Below is a list of taxa that Cau has contributed to naming:

| Year | Taxon | Authors |
|---|---|---|
| 2026 | Carinthiasuchus kandutschi gen. et sp. nov. | Dalla Vecchia & Cau |
| 2026 | Kunpengornis anhuimusei gen. et sp. nov. | Huang, Wang, Cau, Mao, Liu, & Wang |
| 2025 | Shri rapax sp. nov. | Moutrille, Cau, Chinzorig, Escuillié, Tsogtbaatar, Ganzorig, Mallet, & Godefroit |
| 2025 | Shuilingornis angelai gen. et sp. nov. | Wang, Cau, Wang, Kundrát, Zhang, Liu, & Chiappe |
| 2023 | Migmanychion laiyang gen. et sp. nov. | Wang, Cau, Wang, Yu, Wu, Wang, & Liu |
| 2022 | Musivavis amabilis gen. et sp. nov. | Wang, Cau, Luo, Kundrát, Wu, Zhu, Guo, Liu, & Ji |
| 2021 | Khinganornis hulunbuirensis gen. et sp. nov. | Wang, Cau, Kundrát, Chiappe, Ji, Wang, Li, & Wu |
| 2021 | Ceratosuchops inferodios gen. et sp. nov. | Barker, Hone, Naish, Cau, Lockwood, Foster, Clarkin, Schneider, & Gostling |
| 2021 | Riparovenator milnerae gen. et sp. nov. | Barker, Hone, Naish, Cau, Lockwood, Foster, Clarkin, Schneider, & Gostling |
| 2020 | Kompsornis longicaudus gen. et sp. nov. | Wang, Huang, Kundrát, Cau, Liu, Wang, & Ju |
| 2020 | Huinculsaurus montesi gen. et sp. nov. | Baiano, Coria, & Cau |
| 2017 | Halszkaraptor escuilliei gen. et sp. nov. | Cau, Beyrand, Voeten, Fernandez, Tafforeau, Stein, Barsbold, Tsogtbaatar, Currie, & Godefroit |
| 2017 | Serikornis sungei gen. et sp. nov. | Lefèvre, Cau, Cincotta, Hu, Chinsamy, Escuillié, & Godefroit |
| 2013 | Aurornis xui gen. et sp. nov. | Godefroit, Cau, Dong-Yu, Escuillié, Wenhao, & Dyke |
| 2013 | Tataouinea hannibalis gen. et sp. nov. | Fanti, Cau, Hassine, & Contessi |
| 2013 | Sauroniops pachytholus gen. et sp. nov. | Cau, Dalla Vecchia, & Fabbri |
| 2011 | Samrukia nessovi gen. et sp. nov. | Naish, Dyke, Cau, Escuillié, & Godefroit |
| 2011 | Neptunidraco ammoniticus gen. et sp. nov. | Cau & Fanti |

==Personal life==
Cau graduated in 2017 with a PhD in Life, Earth and Environmental Sciences.
※
▸ What to work on
Write the next part of the text about Cau, starting after its final sentence.

▸ Point localization data
※
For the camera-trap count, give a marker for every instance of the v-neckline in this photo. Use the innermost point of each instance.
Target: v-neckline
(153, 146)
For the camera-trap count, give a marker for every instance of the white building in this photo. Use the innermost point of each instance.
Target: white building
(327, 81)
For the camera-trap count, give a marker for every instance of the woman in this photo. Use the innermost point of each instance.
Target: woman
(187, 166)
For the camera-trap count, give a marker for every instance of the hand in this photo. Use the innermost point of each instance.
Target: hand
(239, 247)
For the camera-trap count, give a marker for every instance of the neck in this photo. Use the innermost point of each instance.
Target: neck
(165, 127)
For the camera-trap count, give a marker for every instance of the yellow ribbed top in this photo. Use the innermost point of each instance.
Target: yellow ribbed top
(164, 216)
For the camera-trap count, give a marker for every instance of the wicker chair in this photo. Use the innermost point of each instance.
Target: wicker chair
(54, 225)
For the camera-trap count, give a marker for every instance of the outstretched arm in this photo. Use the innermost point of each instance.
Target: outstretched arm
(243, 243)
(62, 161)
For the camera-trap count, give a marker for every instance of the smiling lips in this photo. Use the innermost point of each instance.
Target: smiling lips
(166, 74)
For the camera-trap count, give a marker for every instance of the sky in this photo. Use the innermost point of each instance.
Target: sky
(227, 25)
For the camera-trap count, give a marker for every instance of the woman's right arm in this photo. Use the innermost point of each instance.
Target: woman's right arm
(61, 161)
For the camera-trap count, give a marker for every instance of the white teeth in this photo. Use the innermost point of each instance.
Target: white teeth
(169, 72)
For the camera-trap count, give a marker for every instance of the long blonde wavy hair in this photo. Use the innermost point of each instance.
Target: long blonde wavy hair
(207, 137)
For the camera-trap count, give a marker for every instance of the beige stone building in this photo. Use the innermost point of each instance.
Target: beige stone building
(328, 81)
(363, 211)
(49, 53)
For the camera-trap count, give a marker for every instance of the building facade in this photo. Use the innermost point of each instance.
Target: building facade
※
▸ Output of the exercise
== Works ==
- La rivoluzione piumata. I nuovi dinosauri e l'origine degli uccelli, 5 volumes, self-publishing, 2019-2023.
- Ricostruire i dinosauri. La scienza che dà un volto ai fossili, self-publishing, 2024.
- Il dilemma dei dinosauri, Torino, Bollati Boringhieri, 2025.